┌─ Study text
Work requirements for Medicaid—which stipulate that working-age adults either work or be engaged in job searches, volunteering, training, school, or health education in order to be eligible for Medicaid—have been newly implemented in Arkansas. As of June 2018, Kentucky, Indiana, and New Hampshire have also received approval to implement work requirements, and Arizona, Utah, Kansas, Mississippi, Ohio, Wisconsin, and Maine all have applications pending. Despite enthusiasm for work provisions, a new analysis from the Kaiser Family Foundation finds that most Medicaid enrollees who are able to work are already employed, and that work requirements are unlikely to help enrollees rise from poverty, and could negatively impact enrollees who are already working or who are unable to work because of medical conditions.

According to the analysis, 62% of nonelderly adults who are not receiving Supplemental Security Income and are not eligible for both Medicare and Medicaid are already working, with 43% working full time and 19% working part time. A further 18% are not working but are in a working family. Enrollees who are in very good or excellent health are nearly twice as likely to be working than those in fair or poor health.

Even though the majority (51%) of those enrollees who work are employed full-time for the full year, their annual incomes are still low enough that they qualify for Medicaid. Among those enrollees who are employed part time, many (10%) report that they are unable to find full-time work, and approximately 10% of enrollees work in more than 1 job.

Workers who are eligible for Medicaid earn low wages; most workers (78%) are paid hourly, and 36% earn a wage of $10 per hour or less. Even though an individual working full time at the federal minimum wage would earn just over $15,000 per year, the analysis points out, under Kansas and Mississippi’s work proposed plans, such employment would result in ineligibility for Medicaid due to earnings, trapping workers in jobs that leave them below the poverty level and without health coverage benefits or paid sick days, despite the fact that beneficiaries often work in physically demanding jobs such as nursing, cleaning, and driving.

Adding to challenges for enrollees is the difficulty that many face, complying with requirements for reporting their work. Under Arkansas’ new work program, beneficiaries must set up online accounts to periodically report their qualifying work activities; there is no alternative reporting option. Importantly, 30% of Medicaid recipients report that they never use a computer, 28% report that they do not use the internet, and 41% report that they do not use email.

A further challenge for beneficiaries who are medically frail or disabled is gaining an exemption from the new requirements. Many beneficiaries whose ability to work is limited by a medical condition do not receive federal disability payments, so they are not automatically exempt from work requirements. These beneficiaries may have physical limitations—including pain, difficulty sitting or standing, or carrying objects—that restrict the kind of work that they could perform if employed. While many work requirement waivers indicate that they will exempt beneficiaries who are medically frail or disabled, it is unclear how states plan to implement those exemptions, and equally unclear whether those who qualify will be able to navigate the process for gaining such an exemption.

“People already working or exempt from new work requirement policies may not be the target of new policies,” write the authors of the analysis, “but they will still be subject to verifying work status or navigating an exemption process that could result in eligible individuals losing coverage at high administrative expense for states.”
└─
* **Action item A**
Which states does the Medicaid article list as having applications for work requirements pending?
* **Action item B**
Answer these questions from the Medicaid article:
(i) What share of workers eligible for Medicaid are paid hourly?
(ii) Among enrollees employed part time, what percentage report being unable to find full-time work?
(iii) What percentage of Medicaid recipients say they never use a computer?
* **Action item C**
Print the Medicaid article from "A further challenge" to "such an exemption." without changing anything.
┌─ Source data
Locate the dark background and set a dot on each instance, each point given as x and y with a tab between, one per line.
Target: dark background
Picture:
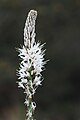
58	24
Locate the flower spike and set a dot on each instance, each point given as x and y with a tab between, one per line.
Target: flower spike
32	64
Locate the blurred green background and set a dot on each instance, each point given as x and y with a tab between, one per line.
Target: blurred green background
58	24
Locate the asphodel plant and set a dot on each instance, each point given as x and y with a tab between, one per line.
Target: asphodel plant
32	64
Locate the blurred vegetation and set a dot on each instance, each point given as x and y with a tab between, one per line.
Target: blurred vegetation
58	25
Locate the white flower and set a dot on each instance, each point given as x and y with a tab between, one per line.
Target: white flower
32	63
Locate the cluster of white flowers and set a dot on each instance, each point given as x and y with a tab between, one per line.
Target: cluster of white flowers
32	64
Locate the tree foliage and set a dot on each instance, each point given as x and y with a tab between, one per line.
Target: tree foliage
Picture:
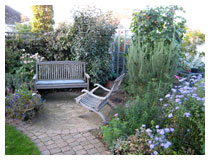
43	18
23	28
157	23
87	39
191	41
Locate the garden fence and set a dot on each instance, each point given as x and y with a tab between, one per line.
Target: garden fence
23	36
118	49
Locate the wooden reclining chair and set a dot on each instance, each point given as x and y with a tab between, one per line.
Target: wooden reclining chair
95	103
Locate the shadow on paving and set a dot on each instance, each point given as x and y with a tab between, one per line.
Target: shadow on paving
60	111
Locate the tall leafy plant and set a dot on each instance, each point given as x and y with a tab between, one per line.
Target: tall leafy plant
157	23
152	68
43	18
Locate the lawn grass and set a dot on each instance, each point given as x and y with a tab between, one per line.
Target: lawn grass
16	143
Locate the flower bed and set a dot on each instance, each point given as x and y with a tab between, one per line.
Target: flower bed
23	104
181	129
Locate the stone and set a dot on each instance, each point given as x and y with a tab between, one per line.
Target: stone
81	152
48	142
55	151
89	146
74	144
77	148
71	152
46	152
63	144
46	139
66	148
70	140
42	148
92	151
81	139
52	146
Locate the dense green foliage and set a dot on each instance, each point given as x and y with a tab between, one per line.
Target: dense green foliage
170	123
19	67
88	40
192	56
151	69
159	23
17	143
23	28
130	117
23	104
43	18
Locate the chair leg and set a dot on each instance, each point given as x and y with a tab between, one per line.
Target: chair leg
111	106
102	116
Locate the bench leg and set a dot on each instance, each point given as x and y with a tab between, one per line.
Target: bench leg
111	106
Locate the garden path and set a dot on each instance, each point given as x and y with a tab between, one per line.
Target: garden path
64	127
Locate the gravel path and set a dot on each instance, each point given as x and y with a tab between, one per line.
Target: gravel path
63	127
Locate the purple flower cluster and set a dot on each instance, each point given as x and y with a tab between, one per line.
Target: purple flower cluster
180	94
158	138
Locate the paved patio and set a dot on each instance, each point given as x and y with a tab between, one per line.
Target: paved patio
63	127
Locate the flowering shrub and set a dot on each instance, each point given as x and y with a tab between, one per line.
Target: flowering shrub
23	104
134	144
179	129
185	109
113	131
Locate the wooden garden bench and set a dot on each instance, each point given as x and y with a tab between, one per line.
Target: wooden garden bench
60	74
95	103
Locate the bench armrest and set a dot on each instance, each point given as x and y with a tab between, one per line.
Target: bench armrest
98	97
87	75
35	77
106	89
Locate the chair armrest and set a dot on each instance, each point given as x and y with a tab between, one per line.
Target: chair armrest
87	75
106	89
35	77
98	97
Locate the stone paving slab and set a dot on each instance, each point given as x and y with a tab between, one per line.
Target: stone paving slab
79	143
71	138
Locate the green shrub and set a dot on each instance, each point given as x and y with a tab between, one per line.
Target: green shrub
134	145
88	40
154	24
23	104
113	131
12	59
151	69
191	41
185	110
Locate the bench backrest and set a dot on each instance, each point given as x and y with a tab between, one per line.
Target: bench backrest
52	70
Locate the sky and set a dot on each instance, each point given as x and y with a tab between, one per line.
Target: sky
195	10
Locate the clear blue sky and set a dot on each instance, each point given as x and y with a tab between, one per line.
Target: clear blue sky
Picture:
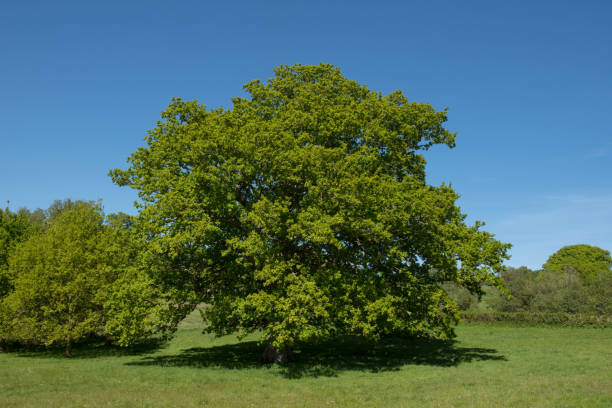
528	85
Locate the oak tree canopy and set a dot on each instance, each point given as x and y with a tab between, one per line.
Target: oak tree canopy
303	211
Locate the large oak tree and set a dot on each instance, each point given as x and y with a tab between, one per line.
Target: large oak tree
303	211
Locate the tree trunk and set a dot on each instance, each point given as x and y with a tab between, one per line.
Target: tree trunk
274	355
69	348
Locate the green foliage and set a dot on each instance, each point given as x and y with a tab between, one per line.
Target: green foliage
14	228
537	318
588	261
60	278
303	212
550	296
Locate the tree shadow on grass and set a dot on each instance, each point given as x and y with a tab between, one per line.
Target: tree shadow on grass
329	358
95	347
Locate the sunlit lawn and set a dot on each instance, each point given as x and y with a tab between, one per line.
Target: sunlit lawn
486	366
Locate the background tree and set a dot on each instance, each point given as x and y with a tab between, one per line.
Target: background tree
61	278
304	212
15	227
135	308
588	261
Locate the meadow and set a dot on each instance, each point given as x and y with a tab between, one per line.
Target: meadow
486	365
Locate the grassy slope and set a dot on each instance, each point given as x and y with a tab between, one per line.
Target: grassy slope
487	366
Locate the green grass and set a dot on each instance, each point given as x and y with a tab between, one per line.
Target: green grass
487	366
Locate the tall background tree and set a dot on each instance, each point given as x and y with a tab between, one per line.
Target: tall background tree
586	260
15	227
304	212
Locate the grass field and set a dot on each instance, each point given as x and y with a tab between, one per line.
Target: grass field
487	366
└─
* **Problem solution A**
Arizona, Utah, Kansas, Mississippi, Ohio, Wisconsin, and Maine

* **Problem solution B**
(i) 78%
(ii) 10%
(iii) 30%

* **Problem solution C**
A further challenge for beneficiaries who are medically frail or disabled is gaining an exemption from the new requirements. Many beneficiaries whose ability to work is limited by a medical condition do not receive federal disability payments, so they are not automatically exempt from work requirements. These beneficiaries may have physical limitations—including pain, difficulty sitting or standing, or carrying objects—that restrict the kind of work that they could perform if employed. While many work requirement waivers indicate that they will exempt beneficiaries who are medically frail or disabled, it is unclear how states plan to implement those exemptions, and equally unclear whether those who qualify will be able to navigate the process for gaining such an exemption.